# About this exercise:
Go through the material line by line and copy each one with the word "target".

# The data:
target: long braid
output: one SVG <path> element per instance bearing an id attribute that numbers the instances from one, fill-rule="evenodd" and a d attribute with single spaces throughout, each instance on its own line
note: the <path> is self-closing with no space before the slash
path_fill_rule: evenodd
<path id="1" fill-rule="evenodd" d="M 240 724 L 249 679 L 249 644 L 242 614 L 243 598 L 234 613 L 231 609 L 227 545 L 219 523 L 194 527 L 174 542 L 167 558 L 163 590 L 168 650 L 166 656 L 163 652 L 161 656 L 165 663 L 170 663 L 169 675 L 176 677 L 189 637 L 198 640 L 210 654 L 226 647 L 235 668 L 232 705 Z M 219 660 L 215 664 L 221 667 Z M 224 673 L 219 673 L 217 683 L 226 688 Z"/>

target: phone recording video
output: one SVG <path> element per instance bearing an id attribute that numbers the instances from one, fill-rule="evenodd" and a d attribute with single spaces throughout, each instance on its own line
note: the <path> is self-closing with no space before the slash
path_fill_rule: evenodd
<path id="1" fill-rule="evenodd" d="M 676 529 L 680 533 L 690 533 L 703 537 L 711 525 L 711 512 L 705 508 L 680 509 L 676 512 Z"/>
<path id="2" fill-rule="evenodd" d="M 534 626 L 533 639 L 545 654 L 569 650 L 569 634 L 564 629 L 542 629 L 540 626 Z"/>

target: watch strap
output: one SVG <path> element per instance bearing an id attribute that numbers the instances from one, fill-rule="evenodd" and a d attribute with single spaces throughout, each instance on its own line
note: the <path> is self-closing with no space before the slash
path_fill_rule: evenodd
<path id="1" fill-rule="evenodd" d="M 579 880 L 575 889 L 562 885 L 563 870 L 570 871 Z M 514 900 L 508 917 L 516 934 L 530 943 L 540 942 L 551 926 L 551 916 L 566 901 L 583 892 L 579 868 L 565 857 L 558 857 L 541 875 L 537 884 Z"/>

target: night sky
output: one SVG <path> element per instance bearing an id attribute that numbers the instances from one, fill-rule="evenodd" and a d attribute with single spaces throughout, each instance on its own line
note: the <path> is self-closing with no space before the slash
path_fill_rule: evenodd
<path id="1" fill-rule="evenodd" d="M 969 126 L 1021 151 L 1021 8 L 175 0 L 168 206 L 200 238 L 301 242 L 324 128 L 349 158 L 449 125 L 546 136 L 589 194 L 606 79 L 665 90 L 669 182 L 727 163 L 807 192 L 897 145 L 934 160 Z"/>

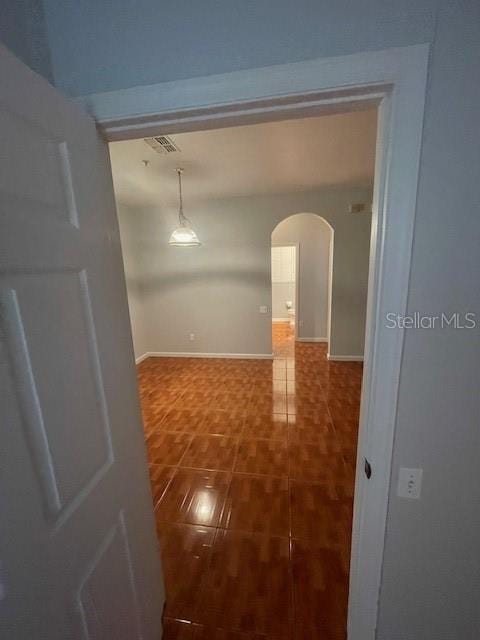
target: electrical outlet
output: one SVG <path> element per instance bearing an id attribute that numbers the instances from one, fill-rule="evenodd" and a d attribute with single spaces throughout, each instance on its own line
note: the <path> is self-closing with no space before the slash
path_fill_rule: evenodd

# Response:
target: long braid
target: phone recording video
target: watch strap
target: night sky
target: electrical outlet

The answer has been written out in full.